*** Opening of MATERIAL FOR THE TASK ***
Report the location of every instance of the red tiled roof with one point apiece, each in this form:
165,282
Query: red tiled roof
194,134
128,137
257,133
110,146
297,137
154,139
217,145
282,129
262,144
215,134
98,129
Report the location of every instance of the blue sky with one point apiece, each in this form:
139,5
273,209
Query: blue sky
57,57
*** Close of MATERIAL FOR THE TASK ***
*** Opening of MATERIAL FOR THE TASK ***
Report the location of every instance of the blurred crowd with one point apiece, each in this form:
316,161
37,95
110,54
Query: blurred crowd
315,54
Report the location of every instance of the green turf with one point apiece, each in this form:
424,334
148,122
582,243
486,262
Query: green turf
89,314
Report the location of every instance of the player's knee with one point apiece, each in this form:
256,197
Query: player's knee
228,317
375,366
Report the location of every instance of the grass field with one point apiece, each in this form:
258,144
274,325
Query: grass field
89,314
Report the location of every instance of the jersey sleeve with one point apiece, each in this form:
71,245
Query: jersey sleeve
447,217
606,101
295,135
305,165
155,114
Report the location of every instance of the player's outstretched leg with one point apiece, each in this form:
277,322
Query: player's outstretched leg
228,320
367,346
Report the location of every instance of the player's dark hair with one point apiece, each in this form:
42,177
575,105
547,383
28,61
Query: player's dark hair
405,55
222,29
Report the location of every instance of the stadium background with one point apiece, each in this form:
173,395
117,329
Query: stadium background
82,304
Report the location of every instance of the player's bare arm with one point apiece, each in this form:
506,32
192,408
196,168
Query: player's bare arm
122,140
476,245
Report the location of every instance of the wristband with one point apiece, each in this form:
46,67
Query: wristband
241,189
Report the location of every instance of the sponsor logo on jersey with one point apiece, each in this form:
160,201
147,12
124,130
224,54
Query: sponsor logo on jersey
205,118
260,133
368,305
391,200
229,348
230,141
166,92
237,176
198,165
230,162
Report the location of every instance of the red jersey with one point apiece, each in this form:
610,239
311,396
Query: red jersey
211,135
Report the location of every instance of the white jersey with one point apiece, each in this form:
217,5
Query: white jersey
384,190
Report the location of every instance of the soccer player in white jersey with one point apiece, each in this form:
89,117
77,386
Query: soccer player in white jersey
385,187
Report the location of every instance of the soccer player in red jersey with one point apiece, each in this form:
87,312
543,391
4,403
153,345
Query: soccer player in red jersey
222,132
*** Close of MATERIAL FOR THE TASK ***
*** Opening of MATERIAL FOR THE TASK ***
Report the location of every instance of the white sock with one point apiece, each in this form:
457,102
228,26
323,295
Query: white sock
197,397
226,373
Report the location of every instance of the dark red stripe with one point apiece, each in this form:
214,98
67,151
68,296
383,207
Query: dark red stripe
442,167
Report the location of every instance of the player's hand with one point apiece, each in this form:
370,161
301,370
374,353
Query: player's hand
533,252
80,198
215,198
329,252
*** Close of MATERIAL FOR THE TASK ***
Copy exactly the stretch of data above from the line with "Query: player's bare arm" through the line with "in white jersey with", and omit all other lines.

Query: player's bare arm
122,140
476,245
Report the location of every instance of the wristband with one point apiece, each in this form:
46,67
Query: wristband
241,189
Report the location of every instance of the sponsor logo on jersey with one point apiece, each in this form:
160,201
147,12
124,130
224,54
Query: sponsor logo on jersey
205,118
260,133
368,305
391,200
229,348
230,141
166,92
237,176
198,165
230,162
Report the location of every instance of the red jersey with one point apiece, each in this form:
610,239
311,396
Query: red jersey
211,135
Report the location of every instance of the white jersey with one point apiece, each in this form:
217,5
Query: white jersey
384,190
Report the location of every instance of the soccer player in white jersey with one point apiece, each in this form:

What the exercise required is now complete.